[Saved entries]

-- begin --

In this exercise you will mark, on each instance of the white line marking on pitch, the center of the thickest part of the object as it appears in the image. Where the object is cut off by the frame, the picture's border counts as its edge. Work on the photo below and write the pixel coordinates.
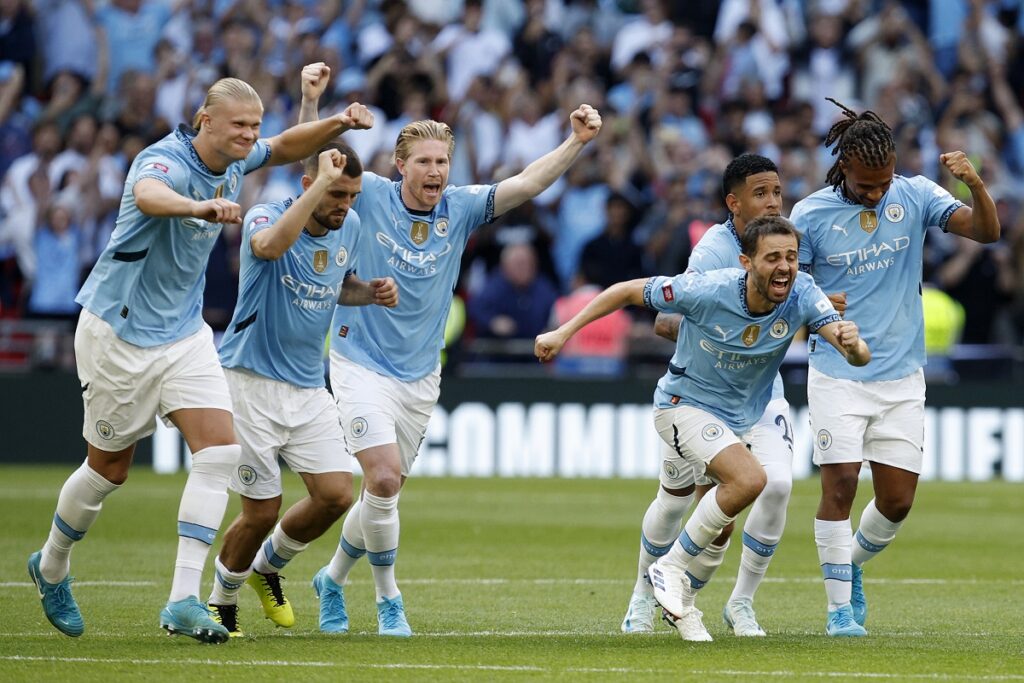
(522, 668)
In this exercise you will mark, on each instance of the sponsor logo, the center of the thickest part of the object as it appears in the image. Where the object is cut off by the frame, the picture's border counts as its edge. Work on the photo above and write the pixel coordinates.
(418, 231)
(104, 429)
(247, 475)
(751, 334)
(894, 212)
(868, 220)
(320, 260)
(711, 432)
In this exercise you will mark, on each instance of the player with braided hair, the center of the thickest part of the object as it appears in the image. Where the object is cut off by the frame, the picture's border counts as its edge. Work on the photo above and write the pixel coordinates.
(864, 235)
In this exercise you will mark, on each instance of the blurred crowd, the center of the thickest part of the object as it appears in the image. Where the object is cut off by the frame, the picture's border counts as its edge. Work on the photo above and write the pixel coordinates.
(682, 88)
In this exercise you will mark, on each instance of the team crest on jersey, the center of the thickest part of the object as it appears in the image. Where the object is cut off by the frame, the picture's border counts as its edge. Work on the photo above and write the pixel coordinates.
(895, 213)
(868, 220)
(104, 429)
(320, 260)
(779, 329)
(751, 334)
(247, 475)
(711, 432)
(418, 231)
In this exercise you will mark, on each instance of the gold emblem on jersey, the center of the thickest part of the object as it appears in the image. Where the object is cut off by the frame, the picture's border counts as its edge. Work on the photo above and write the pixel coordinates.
(868, 220)
(320, 260)
(751, 334)
(419, 231)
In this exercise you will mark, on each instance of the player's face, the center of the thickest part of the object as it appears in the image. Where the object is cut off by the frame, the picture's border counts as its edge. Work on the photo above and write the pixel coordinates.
(334, 207)
(424, 174)
(761, 196)
(867, 185)
(773, 269)
(233, 127)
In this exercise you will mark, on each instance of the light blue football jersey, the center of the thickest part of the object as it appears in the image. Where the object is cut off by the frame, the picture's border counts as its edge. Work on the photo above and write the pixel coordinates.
(876, 256)
(147, 284)
(285, 306)
(720, 248)
(422, 251)
(726, 359)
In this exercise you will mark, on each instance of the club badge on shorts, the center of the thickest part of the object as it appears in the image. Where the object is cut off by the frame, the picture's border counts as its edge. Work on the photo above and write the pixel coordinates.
(868, 220)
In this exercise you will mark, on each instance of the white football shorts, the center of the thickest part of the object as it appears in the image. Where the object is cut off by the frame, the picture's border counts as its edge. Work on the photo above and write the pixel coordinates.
(271, 419)
(125, 386)
(770, 440)
(377, 410)
(882, 422)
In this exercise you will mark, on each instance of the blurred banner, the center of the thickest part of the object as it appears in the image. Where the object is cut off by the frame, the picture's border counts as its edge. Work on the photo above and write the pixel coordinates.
(548, 427)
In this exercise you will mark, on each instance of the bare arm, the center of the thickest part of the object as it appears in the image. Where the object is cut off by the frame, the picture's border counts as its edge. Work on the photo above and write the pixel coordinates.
(667, 326)
(156, 199)
(980, 222)
(379, 291)
(617, 296)
(846, 338)
(542, 173)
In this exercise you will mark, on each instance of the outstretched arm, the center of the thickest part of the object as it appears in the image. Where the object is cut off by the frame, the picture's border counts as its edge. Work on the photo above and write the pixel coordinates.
(845, 336)
(981, 221)
(542, 173)
(617, 296)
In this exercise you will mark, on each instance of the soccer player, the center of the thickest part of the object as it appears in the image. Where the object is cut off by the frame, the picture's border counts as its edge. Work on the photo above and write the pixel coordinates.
(384, 363)
(738, 326)
(752, 188)
(863, 235)
(296, 260)
(143, 350)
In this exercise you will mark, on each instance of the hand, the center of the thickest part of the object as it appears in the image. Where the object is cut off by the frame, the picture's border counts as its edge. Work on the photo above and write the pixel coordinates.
(839, 302)
(547, 346)
(329, 166)
(586, 123)
(314, 78)
(218, 211)
(961, 167)
(385, 292)
(848, 336)
(356, 117)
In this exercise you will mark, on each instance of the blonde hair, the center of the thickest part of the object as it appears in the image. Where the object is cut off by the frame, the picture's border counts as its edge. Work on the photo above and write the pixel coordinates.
(226, 89)
(422, 130)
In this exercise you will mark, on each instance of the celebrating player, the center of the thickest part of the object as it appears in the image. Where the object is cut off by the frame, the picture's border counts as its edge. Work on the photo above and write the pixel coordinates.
(738, 326)
(384, 364)
(142, 347)
(863, 235)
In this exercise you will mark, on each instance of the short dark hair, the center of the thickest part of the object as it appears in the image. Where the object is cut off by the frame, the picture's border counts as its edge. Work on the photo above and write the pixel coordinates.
(865, 136)
(763, 227)
(353, 167)
(741, 167)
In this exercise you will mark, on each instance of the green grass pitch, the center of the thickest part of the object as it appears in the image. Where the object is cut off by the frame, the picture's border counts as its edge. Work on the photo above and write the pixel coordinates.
(526, 580)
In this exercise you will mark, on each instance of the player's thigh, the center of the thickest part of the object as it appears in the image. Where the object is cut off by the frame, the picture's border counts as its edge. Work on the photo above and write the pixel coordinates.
(896, 436)
(257, 474)
(120, 386)
(695, 435)
(839, 412)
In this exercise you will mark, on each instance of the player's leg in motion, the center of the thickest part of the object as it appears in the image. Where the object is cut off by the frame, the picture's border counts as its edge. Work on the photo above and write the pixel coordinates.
(211, 438)
(659, 528)
(771, 442)
(78, 506)
(741, 478)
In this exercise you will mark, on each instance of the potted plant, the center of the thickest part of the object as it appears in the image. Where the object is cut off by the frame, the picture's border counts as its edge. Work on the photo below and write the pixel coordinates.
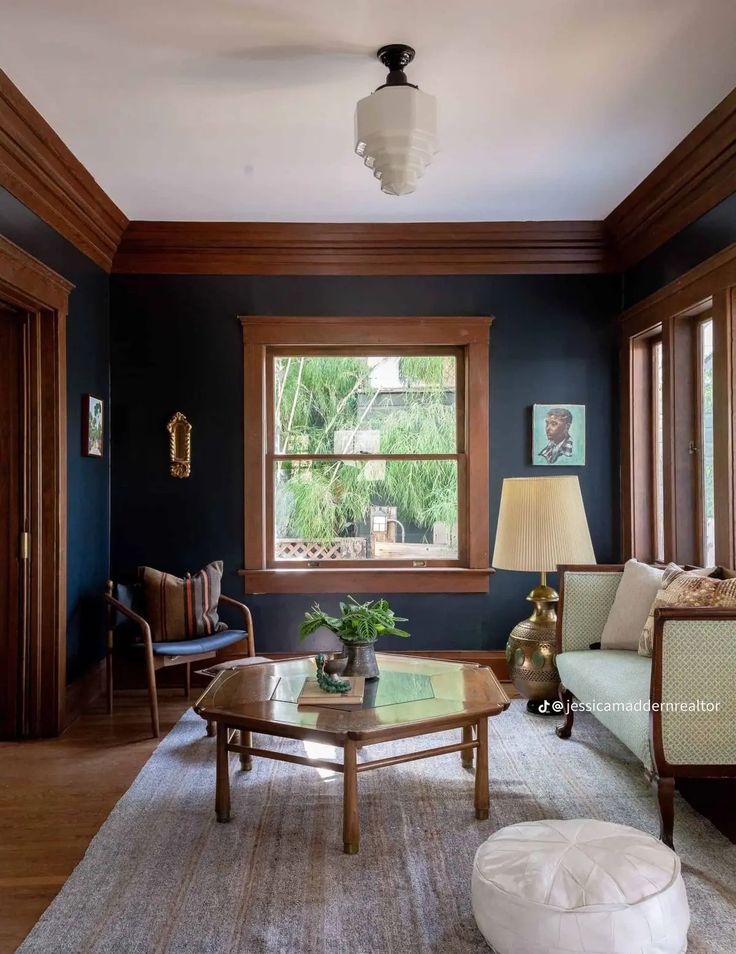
(358, 627)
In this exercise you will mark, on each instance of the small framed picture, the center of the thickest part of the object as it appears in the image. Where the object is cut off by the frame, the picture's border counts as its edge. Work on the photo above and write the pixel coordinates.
(558, 435)
(93, 424)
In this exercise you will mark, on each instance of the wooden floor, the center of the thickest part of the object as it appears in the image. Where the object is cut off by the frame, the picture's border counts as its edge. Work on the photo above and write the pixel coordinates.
(55, 795)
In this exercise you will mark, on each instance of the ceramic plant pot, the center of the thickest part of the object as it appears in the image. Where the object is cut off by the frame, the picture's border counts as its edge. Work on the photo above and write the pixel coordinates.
(361, 660)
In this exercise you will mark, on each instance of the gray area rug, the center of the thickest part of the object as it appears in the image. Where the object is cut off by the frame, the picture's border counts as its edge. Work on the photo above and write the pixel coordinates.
(163, 876)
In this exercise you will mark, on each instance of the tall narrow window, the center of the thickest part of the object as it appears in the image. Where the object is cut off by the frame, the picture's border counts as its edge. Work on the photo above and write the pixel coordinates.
(657, 450)
(365, 457)
(705, 440)
(366, 464)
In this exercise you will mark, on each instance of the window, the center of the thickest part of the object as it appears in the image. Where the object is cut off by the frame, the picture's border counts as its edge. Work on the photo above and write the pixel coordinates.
(366, 454)
(657, 418)
(704, 441)
(679, 421)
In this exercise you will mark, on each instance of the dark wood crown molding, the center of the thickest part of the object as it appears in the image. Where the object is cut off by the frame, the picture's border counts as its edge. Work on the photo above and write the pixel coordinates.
(39, 170)
(698, 174)
(437, 248)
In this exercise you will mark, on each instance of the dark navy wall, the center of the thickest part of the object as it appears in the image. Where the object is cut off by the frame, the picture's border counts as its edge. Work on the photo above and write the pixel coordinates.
(709, 234)
(176, 345)
(87, 372)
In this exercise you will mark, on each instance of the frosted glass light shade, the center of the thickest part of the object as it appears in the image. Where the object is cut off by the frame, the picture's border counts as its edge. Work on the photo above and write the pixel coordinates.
(541, 523)
(395, 134)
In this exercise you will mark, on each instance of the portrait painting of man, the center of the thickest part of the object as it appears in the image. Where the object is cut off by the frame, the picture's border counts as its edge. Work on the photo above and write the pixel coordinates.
(558, 437)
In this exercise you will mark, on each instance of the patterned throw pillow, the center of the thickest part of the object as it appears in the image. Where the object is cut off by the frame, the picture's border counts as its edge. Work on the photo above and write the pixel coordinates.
(683, 588)
(182, 609)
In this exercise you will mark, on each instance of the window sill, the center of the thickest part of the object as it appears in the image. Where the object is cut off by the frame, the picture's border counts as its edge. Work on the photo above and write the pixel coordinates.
(384, 580)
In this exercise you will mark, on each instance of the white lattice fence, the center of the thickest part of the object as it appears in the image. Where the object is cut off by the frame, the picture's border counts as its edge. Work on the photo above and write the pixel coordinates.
(342, 548)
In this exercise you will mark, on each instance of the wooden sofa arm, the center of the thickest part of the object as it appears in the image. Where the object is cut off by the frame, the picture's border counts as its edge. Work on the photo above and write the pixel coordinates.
(693, 718)
(247, 620)
(131, 615)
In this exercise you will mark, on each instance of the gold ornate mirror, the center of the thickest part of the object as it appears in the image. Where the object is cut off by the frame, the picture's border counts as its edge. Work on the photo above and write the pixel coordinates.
(180, 445)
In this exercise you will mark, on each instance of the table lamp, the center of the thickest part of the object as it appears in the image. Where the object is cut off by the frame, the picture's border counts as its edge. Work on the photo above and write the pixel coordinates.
(541, 523)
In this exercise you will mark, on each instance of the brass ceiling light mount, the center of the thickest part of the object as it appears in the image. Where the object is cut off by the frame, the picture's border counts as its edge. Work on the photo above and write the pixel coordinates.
(396, 126)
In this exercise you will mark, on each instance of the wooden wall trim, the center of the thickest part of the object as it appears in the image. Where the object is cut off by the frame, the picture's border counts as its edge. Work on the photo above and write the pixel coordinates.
(432, 248)
(84, 691)
(703, 281)
(39, 170)
(698, 174)
(43, 296)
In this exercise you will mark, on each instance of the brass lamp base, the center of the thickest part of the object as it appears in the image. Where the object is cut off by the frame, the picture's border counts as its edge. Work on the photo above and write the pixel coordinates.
(530, 651)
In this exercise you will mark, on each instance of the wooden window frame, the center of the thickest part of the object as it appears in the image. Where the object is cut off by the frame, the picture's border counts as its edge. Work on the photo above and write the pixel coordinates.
(657, 399)
(466, 338)
(697, 437)
(675, 312)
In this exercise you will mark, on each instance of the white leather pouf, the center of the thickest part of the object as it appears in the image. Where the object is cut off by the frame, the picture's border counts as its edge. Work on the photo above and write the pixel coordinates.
(568, 887)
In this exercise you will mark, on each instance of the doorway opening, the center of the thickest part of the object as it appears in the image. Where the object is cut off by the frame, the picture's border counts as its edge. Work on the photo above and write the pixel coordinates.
(33, 496)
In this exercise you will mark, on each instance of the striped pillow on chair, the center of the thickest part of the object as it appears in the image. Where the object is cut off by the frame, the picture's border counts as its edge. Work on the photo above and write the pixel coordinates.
(182, 609)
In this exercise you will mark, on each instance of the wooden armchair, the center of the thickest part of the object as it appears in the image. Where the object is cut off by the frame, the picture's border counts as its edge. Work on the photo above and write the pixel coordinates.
(125, 601)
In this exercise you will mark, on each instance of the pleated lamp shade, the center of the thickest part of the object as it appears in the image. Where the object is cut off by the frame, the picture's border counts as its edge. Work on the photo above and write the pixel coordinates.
(541, 523)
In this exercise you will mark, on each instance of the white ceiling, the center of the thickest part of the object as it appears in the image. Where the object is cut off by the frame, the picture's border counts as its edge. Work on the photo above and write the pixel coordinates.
(239, 110)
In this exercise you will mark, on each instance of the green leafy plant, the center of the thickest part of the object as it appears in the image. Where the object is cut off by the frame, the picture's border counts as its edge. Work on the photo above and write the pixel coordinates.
(358, 622)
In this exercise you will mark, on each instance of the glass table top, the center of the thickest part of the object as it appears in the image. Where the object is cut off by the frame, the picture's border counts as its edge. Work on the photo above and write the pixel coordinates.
(389, 689)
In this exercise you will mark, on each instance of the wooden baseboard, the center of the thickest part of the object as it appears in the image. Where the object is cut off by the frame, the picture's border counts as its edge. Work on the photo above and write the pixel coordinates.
(84, 691)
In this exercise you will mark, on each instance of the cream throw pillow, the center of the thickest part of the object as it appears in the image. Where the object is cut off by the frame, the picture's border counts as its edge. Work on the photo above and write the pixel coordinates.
(687, 589)
(631, 606)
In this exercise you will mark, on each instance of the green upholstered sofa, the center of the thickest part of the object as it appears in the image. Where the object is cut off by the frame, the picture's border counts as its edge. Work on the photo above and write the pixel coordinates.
(647, 703)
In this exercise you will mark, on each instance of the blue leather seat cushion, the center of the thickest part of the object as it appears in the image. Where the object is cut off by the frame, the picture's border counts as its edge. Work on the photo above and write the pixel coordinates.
(200, 644)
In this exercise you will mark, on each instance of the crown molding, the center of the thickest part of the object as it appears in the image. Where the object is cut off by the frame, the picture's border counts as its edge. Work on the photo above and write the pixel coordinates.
(698, 174)
(436, 248)
(39, 170)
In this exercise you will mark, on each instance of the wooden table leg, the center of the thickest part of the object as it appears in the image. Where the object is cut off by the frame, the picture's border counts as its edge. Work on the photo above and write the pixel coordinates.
(222, 786)
(350, 821)
(246, 761)
(467, 754)
(482, 798)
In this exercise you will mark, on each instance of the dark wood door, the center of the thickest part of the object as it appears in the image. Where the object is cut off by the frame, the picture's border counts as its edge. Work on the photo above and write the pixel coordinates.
(13, 506)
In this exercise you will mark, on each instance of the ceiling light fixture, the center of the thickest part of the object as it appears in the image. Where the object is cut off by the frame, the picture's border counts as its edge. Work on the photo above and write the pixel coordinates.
(396, 127)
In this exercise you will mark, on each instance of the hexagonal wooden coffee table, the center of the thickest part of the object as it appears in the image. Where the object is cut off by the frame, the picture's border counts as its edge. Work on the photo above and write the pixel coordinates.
(412, 697)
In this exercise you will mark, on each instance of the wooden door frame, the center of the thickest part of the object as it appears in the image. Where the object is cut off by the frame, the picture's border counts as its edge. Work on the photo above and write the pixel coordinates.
(44, 296)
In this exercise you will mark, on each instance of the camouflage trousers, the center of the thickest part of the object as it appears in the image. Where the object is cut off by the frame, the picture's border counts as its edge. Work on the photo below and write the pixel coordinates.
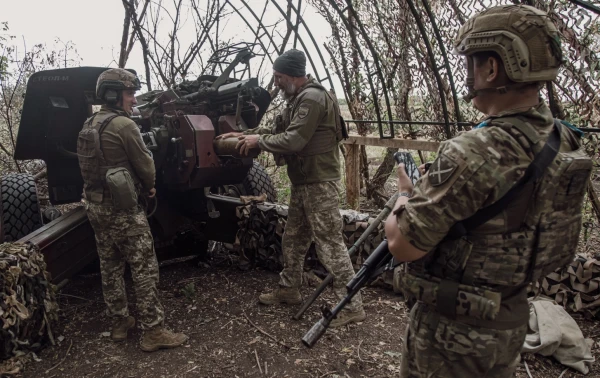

-- end --

• [Exercise] List every line of the data above that contains the string "sill".

• [Solution to this exercise]
In this exercise you will mark, on each instance of the window sill, the center of the thickest part of the object as it appears in the image. Where the object is cut off by the frame, the picture's border counts as its edge. Work on the photo above and write the pixel coordinates.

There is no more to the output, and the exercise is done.